◆ **Task to complete**: The answer must consist of every line from the entries below that contains the word "traffic".

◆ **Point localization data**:

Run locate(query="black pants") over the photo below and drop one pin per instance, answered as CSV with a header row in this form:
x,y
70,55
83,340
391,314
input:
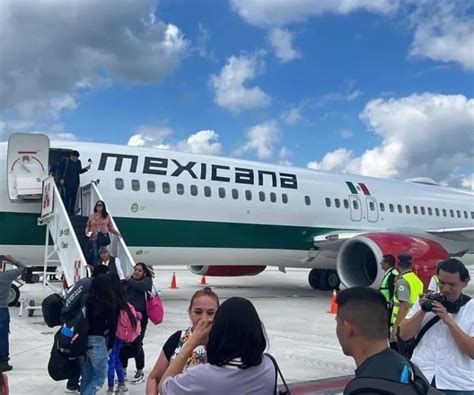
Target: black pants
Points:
x,y
140,354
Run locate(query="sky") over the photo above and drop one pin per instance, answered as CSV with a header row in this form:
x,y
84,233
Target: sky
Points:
x,y
382,88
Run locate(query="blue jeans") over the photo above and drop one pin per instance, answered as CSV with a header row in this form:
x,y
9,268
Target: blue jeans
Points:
x,y
114,364
94,368
4,331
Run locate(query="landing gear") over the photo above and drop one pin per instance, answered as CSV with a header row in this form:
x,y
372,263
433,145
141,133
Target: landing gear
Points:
x,y
323,279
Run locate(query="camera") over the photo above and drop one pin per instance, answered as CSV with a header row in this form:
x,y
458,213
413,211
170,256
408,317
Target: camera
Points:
x,y
427,305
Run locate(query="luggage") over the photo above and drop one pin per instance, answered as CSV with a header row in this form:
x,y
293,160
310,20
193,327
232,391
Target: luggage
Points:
x,y
51,307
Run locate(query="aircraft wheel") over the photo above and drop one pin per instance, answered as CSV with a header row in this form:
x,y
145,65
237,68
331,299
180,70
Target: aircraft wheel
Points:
x,y
14,295
314,278
333,280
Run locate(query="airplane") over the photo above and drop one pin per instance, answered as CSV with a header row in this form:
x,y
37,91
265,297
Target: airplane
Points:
x,y
227,217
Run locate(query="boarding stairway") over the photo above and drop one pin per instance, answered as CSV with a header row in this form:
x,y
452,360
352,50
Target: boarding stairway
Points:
x,y
66,243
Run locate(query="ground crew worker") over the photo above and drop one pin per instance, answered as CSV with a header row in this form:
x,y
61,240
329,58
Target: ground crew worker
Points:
x,y
407,290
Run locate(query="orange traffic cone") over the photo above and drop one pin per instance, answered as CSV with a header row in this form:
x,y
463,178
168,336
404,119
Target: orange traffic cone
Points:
x,y
332,305
173,281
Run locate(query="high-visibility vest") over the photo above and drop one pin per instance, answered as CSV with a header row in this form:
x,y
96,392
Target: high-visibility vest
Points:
x,y
416,288
384,285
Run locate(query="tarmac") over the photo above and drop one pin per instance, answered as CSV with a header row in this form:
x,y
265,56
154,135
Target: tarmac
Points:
x,y
301,333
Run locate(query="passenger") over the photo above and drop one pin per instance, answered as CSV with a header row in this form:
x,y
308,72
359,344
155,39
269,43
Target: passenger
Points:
x,y
113,263
361,328
203,306
445,354
408,288
99,221
67,174
235,353
140,282
6,279
115,366
102,317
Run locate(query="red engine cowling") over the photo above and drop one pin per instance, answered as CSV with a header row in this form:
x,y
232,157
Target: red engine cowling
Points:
x,y
226,271
358,259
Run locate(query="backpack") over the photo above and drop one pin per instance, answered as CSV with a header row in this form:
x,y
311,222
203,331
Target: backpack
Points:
x,y
60,367
71,339
51,307
418,385
125,329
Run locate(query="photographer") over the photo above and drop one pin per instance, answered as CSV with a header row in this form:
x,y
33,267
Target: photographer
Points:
x,y
445,354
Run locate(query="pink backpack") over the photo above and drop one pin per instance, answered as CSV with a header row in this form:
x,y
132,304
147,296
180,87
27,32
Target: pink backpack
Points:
x,y
125,330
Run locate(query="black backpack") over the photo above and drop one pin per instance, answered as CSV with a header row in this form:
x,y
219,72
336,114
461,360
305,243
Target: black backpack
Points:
x,y
71,339
60,367
418,385
52,306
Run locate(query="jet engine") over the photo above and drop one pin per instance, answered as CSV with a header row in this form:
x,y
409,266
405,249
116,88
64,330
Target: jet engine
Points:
x,y
358,259
226,271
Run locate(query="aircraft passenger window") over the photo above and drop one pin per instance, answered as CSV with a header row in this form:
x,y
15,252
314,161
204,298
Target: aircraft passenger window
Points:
x,y
119,184
150,185
221,192
135,185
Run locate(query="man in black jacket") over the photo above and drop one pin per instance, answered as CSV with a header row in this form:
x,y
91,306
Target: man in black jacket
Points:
x,y
67,176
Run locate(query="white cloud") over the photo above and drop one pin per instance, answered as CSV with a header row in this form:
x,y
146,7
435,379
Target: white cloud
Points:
x,y
230,91
281,41
265,13
202,142
61,47
262,139
427,135
446,34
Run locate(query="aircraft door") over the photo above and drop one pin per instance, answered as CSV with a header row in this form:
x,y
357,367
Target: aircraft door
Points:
x,y
355,207
27,165
372,209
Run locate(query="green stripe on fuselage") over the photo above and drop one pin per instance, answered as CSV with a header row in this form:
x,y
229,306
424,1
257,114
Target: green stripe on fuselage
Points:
x,y
21,229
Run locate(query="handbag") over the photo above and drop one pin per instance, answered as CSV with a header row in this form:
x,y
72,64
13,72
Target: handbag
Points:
x,y
278,372
103,239
154,307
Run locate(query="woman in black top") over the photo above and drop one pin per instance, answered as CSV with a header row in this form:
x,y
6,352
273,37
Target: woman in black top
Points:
x,y
140,282
101,314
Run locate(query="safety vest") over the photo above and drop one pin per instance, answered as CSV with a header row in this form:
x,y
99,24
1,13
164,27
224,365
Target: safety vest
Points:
x,y
384,289
416,288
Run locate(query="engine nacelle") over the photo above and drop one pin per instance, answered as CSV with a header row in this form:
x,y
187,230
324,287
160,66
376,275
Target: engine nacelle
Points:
x,y
226,271
358,260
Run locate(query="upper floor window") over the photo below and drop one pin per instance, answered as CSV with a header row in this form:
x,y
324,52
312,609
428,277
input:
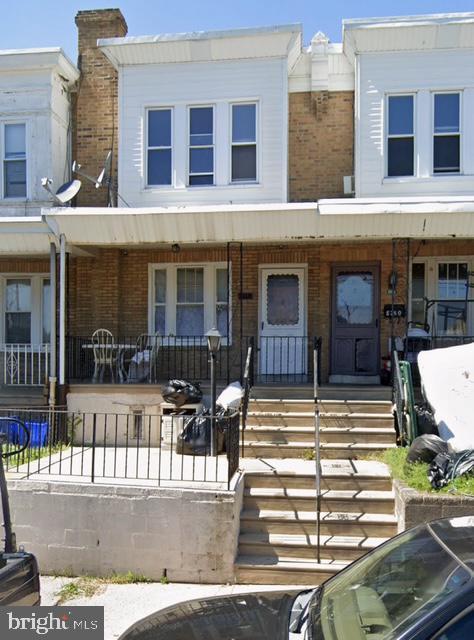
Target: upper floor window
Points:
x,y
446,133
401,138
159,151
244,143
14,161
201,146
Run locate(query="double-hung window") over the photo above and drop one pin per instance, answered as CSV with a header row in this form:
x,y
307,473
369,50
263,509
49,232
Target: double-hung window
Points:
x,y
201,146
14,160
400,136
159,148
244,143
188,300
27,310
446,133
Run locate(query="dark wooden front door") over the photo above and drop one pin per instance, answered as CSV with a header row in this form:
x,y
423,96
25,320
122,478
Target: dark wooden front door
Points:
x,y
355,320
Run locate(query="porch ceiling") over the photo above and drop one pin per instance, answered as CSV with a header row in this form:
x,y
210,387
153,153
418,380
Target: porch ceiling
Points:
x,y
327,220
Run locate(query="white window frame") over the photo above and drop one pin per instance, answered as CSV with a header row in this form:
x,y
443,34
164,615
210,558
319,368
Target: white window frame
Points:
x,y
431,283
200,146
36,281
148,148
388,136
210,296
3,160
243,144
439,135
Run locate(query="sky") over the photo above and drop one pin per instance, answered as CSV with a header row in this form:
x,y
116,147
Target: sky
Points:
x,y
43,23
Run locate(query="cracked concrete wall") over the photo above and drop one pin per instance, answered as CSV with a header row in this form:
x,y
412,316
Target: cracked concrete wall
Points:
x,y
413,507
191,535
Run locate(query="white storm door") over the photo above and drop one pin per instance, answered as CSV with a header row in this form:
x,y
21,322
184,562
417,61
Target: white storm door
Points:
x,y
282,321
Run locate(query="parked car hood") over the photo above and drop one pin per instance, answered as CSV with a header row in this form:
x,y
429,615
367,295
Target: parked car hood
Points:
x,y
251,616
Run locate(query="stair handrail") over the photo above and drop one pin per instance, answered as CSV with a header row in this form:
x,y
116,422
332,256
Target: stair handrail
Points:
x,y
317,442
248,383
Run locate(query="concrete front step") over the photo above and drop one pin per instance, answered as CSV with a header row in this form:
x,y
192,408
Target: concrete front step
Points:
x,y
262,499
271,570
331,524
329,450
350,434
304,418
333,548
331,406
342,481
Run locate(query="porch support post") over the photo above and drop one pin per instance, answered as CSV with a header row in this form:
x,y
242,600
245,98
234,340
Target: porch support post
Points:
x,y
53,336
62,310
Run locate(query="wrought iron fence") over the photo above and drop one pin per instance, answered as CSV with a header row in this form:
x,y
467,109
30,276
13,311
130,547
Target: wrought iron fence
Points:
x,y
248,383
138,447
285,359
24,364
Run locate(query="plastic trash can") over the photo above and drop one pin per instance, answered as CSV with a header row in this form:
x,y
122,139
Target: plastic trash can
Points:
x,y
39,432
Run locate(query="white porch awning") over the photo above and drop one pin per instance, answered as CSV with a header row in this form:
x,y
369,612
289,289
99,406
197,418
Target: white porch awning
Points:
x,y
344,219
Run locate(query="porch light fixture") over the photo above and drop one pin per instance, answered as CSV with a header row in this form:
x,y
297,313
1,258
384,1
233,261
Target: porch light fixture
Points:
x,y
213,344
213,341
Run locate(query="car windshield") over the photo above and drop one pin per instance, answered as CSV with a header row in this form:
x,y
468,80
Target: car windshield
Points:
x,y
385,592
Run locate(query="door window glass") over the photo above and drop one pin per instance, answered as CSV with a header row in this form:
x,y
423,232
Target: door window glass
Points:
x,y
418,292
190,302
283,299
354,298
451,307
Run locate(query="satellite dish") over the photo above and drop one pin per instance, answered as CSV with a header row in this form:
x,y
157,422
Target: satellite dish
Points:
x,y
65,193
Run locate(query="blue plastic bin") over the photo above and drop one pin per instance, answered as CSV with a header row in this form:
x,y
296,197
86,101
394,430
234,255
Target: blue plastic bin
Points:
x,y
39,432
12,429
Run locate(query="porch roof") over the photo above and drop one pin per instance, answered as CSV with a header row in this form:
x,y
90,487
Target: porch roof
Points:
x,y
344,219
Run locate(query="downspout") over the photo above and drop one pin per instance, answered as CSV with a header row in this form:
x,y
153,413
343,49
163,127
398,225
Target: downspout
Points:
x,y
53,285
62,311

◆ **Answer area**:
Run locate(query="orange traffic cone") over the photo above and drop one pin per instance, answered as CSV with a header row in this form:
Target: orange traffic cone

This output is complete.